## Begin STORED RECORDS
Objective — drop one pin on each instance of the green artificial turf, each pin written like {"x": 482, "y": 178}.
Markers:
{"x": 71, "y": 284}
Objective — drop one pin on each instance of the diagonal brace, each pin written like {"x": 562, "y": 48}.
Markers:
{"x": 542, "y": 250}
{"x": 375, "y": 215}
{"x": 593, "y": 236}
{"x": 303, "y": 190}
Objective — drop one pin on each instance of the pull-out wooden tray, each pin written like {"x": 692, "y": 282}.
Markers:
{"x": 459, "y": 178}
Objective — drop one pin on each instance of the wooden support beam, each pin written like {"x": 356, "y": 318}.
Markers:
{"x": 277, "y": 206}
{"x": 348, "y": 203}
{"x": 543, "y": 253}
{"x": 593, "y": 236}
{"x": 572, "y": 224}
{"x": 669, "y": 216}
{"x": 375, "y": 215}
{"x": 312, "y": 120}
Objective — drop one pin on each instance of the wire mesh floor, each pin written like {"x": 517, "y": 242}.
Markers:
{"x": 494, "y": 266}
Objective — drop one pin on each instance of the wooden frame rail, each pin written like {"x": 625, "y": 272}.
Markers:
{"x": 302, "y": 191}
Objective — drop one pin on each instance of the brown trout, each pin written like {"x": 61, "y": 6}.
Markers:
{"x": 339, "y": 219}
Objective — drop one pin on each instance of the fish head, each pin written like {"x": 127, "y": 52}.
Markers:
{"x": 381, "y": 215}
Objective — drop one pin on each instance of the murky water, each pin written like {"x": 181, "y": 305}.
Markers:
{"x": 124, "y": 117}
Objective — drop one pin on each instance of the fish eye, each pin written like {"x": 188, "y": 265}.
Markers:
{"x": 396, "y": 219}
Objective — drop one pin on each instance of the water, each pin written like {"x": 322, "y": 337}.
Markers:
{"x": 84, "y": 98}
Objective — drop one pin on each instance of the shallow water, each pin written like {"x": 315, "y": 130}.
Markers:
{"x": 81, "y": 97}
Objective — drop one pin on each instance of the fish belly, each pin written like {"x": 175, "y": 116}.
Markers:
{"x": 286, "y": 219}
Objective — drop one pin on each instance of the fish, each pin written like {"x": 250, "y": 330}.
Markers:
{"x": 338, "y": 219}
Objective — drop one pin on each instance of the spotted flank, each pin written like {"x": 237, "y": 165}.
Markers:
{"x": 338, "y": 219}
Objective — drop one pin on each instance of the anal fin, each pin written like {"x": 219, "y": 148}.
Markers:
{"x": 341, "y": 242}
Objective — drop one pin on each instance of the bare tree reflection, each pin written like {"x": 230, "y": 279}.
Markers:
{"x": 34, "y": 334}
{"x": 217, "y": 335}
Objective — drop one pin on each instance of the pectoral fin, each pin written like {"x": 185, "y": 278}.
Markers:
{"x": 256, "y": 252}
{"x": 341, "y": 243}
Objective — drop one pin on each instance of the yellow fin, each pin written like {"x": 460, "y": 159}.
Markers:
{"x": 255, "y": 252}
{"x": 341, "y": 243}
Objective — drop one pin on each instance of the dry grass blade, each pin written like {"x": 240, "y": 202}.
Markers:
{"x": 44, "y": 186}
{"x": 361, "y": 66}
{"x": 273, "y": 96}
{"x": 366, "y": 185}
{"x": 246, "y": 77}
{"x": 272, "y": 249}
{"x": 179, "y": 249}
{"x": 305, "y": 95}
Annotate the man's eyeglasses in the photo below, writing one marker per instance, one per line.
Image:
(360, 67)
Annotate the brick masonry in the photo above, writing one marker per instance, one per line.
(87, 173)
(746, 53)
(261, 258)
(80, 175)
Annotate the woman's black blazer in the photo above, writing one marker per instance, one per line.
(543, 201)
## End STORED RECORDS
Reproduce only the listing lines from the one containing "Annotate the man's" through the end of the listing, requests included, and add -72 to every coordinate in the answers.

Annotate the man's eyeglasses in the photo below, writing one marker per instance, one per line.
Image:
(288, -5)
Annotate the brick masonry in the photo above, writing one marker per instance, one per line.
(15, 101)
(674, -19)
(189, 186)
(8, 103)
Annotate the woman's black blazer in the photo above, writing one marker per instance, one per line.
(471, 129)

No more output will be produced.